* [Task description]: Identify each line of the records that contains the word "pink" and copy those lines.

|---|

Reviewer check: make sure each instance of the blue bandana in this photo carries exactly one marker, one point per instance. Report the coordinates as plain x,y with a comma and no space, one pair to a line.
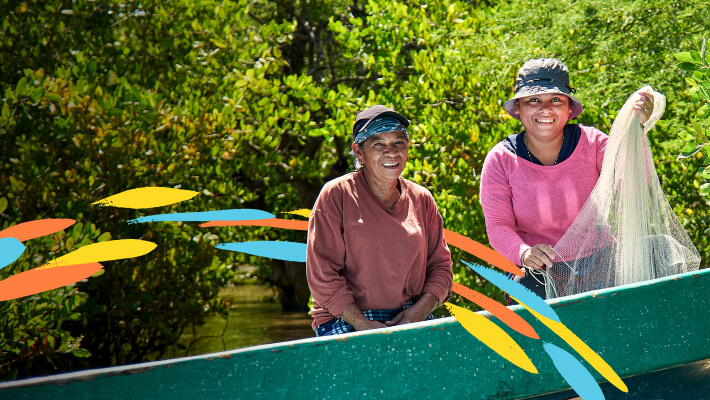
381,125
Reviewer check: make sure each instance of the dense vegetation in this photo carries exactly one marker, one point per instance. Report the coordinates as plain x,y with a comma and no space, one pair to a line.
251,103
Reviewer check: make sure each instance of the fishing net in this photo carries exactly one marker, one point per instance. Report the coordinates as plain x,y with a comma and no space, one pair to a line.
626,232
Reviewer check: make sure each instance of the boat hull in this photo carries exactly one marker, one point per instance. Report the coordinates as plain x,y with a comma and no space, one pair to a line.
653,334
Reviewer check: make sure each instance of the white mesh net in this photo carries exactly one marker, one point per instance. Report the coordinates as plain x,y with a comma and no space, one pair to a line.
626,231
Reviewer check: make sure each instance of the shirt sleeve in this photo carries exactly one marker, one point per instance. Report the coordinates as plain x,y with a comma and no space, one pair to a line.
439,276
497,203
325,257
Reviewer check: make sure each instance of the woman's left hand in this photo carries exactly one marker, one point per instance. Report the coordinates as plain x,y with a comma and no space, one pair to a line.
417,312
644,105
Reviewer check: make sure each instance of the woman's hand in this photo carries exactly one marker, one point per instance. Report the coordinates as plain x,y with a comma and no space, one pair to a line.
644,105
538,256
417,312
353,315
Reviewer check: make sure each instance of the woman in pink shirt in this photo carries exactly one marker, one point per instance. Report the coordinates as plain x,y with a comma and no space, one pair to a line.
376,252
534,183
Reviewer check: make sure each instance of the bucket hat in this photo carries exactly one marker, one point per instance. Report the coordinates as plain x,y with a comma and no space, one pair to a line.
539,76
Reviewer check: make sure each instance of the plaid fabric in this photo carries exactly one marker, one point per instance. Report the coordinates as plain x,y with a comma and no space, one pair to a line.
338,325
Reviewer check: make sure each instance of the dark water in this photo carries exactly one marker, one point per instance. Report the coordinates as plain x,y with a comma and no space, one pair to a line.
251,322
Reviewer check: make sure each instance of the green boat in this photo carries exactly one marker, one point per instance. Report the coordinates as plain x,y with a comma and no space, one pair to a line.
655,335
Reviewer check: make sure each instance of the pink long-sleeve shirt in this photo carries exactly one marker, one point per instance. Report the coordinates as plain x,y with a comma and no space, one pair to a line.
527,204
358,253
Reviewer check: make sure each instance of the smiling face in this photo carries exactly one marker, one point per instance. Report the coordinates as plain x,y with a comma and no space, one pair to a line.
544,115
383,155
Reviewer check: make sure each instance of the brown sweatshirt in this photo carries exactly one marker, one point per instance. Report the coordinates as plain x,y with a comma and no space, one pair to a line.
357,252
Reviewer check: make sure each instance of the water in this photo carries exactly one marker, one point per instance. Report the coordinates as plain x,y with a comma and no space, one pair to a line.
251,322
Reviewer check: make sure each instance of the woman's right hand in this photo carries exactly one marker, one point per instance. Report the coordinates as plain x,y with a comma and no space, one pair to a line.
538,256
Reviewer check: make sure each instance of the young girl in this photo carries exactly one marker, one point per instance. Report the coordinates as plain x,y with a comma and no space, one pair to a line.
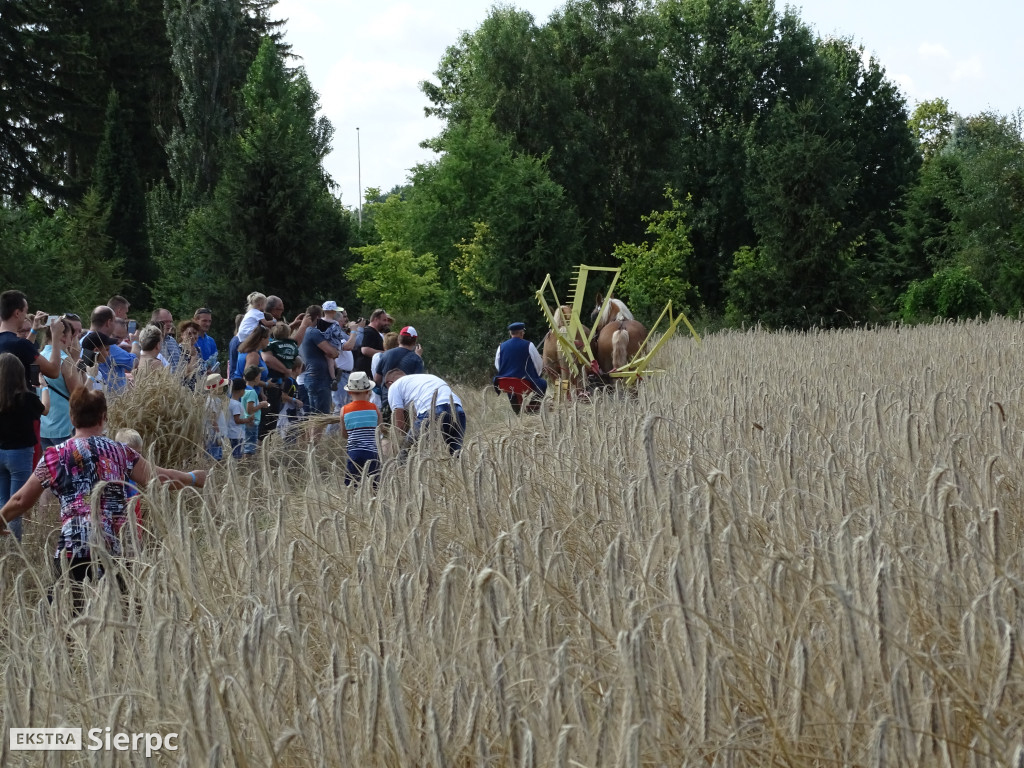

|---|

* [Answer to the task]:
Reviewer check: make sure each instance of the woman in pink shirt in this photo carries exactly one marker, one point per instance. Report the coordinates as plain x,y with a comma and no space, one pair to a line.
Reviewer check: make sure each instance of the pink long-sleeve shirt in this photo carries exactly one marker, one point per instance. Report the coordinates as plain x,y with a comma and no space, one pair to a line.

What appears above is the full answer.